— START Data for processing —

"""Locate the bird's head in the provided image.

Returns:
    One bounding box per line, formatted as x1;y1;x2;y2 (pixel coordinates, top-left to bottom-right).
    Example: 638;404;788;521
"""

— END Data for processing —

| Problem to work on |
Extract every line of the data above and reproduce each one word for word, with the same punctuation and line breaks.

| Expected output |
"""Locate the bird's head in the provided image.

Returns:
    One bounding box per line, formatted as x1;y1;x2;y2 (pixel coordinates, top-left to bottom-right).
    Example: 638;404;788;521
"""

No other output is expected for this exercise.